Exercise
Only one number is wanted: the count of lines in the records below that hold the word "stem".

Supplied data
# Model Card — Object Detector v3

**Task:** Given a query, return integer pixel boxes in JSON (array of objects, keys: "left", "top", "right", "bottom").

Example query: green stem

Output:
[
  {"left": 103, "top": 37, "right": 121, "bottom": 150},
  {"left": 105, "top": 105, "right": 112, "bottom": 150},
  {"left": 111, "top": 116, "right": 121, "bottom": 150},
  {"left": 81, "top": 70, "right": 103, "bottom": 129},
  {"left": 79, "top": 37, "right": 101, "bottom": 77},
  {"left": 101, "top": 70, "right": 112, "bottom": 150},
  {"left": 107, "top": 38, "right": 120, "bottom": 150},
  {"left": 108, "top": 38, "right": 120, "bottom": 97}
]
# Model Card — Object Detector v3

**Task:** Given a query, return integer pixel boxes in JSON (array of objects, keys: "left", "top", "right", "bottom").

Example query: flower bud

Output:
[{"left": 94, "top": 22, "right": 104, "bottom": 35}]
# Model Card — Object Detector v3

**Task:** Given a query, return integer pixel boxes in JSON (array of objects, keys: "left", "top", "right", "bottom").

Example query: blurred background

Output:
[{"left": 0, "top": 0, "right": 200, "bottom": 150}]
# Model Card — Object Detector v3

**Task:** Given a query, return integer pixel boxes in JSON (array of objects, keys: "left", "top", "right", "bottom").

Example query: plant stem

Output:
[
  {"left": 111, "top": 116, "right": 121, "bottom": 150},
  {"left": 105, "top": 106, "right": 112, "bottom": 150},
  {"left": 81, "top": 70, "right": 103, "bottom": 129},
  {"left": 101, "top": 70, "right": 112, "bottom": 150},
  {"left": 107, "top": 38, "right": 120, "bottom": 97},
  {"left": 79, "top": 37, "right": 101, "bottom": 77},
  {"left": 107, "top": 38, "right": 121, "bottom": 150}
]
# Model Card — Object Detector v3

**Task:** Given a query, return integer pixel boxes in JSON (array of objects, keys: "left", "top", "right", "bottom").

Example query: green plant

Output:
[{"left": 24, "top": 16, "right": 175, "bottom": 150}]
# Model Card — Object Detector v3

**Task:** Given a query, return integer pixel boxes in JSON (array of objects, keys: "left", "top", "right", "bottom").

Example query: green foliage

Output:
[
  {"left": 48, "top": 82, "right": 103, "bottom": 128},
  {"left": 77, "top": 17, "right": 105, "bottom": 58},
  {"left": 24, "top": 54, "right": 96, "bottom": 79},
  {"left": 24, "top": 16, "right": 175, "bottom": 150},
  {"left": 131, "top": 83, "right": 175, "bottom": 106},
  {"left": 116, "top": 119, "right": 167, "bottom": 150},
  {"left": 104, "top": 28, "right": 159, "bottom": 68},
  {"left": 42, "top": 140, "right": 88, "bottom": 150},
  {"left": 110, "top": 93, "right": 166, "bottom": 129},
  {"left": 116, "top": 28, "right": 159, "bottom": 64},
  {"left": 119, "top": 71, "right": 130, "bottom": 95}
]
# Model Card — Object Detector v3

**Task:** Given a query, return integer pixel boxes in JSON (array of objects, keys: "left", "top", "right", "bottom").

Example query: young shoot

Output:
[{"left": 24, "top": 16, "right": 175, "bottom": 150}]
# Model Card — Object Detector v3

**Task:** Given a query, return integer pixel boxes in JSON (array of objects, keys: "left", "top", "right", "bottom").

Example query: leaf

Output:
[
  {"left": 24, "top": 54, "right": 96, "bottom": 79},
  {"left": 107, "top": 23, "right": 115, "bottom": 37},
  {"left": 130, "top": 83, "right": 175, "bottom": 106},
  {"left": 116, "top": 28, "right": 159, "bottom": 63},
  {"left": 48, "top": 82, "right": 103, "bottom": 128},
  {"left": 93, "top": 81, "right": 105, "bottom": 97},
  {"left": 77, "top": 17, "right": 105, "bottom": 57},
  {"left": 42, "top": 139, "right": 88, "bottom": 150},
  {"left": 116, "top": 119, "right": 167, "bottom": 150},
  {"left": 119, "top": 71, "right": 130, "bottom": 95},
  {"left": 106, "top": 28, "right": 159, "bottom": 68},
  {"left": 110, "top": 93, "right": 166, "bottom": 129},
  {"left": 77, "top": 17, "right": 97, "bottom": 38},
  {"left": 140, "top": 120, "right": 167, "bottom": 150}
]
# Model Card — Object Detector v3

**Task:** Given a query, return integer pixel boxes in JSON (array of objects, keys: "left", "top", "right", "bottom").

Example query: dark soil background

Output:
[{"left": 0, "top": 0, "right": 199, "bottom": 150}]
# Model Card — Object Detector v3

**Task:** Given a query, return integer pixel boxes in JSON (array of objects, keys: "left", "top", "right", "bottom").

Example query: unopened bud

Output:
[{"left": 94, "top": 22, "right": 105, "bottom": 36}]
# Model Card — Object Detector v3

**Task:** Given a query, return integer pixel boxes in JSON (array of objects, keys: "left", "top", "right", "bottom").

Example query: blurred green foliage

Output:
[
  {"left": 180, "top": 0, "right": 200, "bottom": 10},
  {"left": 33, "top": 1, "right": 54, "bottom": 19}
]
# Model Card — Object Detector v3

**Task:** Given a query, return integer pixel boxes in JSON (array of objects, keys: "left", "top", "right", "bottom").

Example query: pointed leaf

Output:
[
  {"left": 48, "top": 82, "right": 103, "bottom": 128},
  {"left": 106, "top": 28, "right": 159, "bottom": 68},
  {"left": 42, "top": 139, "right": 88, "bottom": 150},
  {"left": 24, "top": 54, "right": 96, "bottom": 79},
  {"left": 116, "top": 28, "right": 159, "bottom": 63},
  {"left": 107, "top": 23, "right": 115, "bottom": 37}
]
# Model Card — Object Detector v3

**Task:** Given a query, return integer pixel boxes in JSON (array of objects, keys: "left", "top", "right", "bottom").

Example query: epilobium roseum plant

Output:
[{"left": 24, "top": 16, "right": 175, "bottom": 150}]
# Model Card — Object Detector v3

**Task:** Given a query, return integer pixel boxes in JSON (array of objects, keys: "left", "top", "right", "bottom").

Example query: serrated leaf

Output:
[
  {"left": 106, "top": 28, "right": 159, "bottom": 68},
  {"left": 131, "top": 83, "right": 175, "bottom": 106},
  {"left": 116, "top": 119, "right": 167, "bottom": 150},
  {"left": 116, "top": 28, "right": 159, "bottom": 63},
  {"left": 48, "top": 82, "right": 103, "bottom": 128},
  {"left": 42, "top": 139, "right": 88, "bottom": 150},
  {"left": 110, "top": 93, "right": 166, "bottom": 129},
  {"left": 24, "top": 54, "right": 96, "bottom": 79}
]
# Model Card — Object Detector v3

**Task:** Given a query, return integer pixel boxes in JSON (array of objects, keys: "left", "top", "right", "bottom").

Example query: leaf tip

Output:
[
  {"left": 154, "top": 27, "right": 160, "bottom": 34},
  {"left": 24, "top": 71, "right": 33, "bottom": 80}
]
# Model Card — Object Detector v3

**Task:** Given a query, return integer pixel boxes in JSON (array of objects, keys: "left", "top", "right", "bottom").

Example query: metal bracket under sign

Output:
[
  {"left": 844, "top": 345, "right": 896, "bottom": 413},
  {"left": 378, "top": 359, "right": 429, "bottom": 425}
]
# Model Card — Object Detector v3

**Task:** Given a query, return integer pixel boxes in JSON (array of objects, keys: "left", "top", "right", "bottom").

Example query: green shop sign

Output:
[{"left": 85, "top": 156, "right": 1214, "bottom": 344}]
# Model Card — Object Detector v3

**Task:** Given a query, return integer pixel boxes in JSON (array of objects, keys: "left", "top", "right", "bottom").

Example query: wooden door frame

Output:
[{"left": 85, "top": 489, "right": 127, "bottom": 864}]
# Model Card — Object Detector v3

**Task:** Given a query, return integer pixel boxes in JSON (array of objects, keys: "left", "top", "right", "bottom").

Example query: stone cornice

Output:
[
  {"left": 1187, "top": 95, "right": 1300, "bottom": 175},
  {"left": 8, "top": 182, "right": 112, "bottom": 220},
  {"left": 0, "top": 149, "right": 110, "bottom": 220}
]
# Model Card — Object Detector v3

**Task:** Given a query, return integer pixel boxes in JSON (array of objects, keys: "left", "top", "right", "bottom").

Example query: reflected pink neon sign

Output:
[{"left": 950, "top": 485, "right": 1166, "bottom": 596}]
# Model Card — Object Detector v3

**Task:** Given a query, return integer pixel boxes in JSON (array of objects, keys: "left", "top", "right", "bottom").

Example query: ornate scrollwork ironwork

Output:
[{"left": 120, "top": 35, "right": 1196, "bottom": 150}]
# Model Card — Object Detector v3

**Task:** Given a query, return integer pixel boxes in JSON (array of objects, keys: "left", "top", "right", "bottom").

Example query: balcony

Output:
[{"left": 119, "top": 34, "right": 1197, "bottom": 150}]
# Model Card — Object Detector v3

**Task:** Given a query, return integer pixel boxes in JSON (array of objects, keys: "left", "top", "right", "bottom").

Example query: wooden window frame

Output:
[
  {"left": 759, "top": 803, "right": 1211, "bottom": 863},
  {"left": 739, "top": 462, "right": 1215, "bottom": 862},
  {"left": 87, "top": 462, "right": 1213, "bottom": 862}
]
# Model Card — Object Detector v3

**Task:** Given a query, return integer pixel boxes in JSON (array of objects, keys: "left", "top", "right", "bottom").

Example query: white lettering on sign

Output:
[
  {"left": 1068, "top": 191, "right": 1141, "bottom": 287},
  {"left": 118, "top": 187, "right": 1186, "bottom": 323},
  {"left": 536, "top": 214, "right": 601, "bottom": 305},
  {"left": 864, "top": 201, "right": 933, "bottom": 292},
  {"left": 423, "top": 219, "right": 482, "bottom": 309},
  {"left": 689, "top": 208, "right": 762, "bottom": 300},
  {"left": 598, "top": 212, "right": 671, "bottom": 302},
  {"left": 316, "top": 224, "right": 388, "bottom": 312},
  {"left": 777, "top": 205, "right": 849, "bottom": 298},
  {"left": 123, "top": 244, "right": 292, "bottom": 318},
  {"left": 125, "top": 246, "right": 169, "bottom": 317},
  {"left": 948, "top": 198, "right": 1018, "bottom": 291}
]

Task answer
2